*** DOCUMENT SEGMENT ***

But the day I signed up for bee source I was FEELING sort of girly so... 
Don't be judging.  
What a world what a world.


From what I've observed in my hives...the ones that go into winter honey bound are the ones that need splitting right away in spring. The ones I've had in that condition turn into two monsters once split because they've got everything they need already. Have had to split the splits on a few as well. 
If I could arrange for that to happen every season I'd be tripling or quadrupling my yards each year.


----------



## JRG13 (May 11, 2012)

I don't think feeding sugar to bees is bad, just that honey is more nutritious for them as it's more than just sugar. Beepro, you're feeding fortified sugar bricks correct, which also isn't the same as just feeding syrup or straight sugar bricks.

*** RAW DATA ***

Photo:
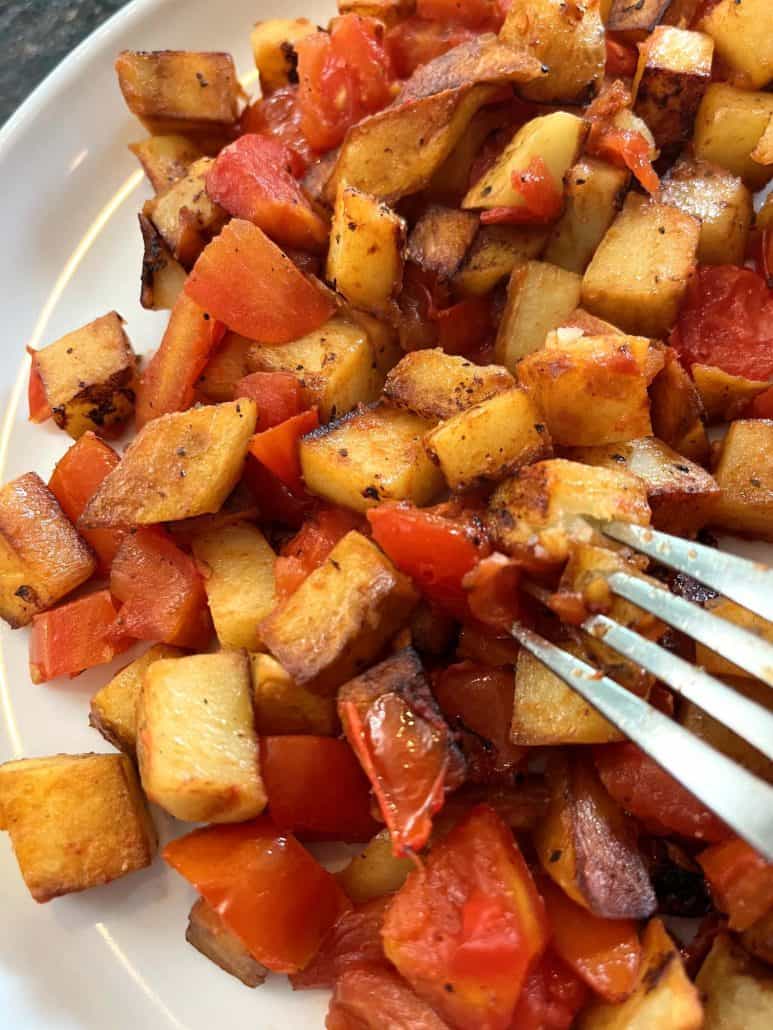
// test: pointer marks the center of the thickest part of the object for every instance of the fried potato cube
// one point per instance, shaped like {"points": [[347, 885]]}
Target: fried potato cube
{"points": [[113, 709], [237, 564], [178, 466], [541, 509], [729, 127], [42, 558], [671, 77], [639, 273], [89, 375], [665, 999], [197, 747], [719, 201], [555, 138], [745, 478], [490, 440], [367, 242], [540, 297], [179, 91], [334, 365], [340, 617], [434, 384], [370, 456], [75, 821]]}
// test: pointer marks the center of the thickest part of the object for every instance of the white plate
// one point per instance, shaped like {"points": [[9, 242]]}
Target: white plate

***

_BRIEF 1_. Reproduce verbatim the lines of the entries starting at the line containing "the white plate" and ending at the end of the entries, with both ends included.
_BRIEF 2_. Continue the beekeeping forum thread from where it stops.
These entries are unrelated to the beekeeping forum thread.

_TASK RESULT 1_.
// test: pointer marks the center of the thickest part of the object for every instance of the white plate
// one point per instance, shaped like {"points": [[9, 242]]}
Target: white plate

_TASK RESULT 2_.
Marcy, I know a guy around here who stacks his weaker colonies. Basically each top acts as a bottom board to the next hive up and the entrances kind of rotate as you go up to prevent drifting. They seem to do quite well this way and heat gain/loss is fairly efficient.


----------



## SpELunkY (Jun 25, 2016)

I'm a little further south than you, and a bit inland. I'm putting 1/4" foam insulation in my top covers for the 2nd winter in a row. Seems to help. I am also using solid bottom boards, and 2 entrance per hive with the plan of plugging the lower entrance before it gets too cold.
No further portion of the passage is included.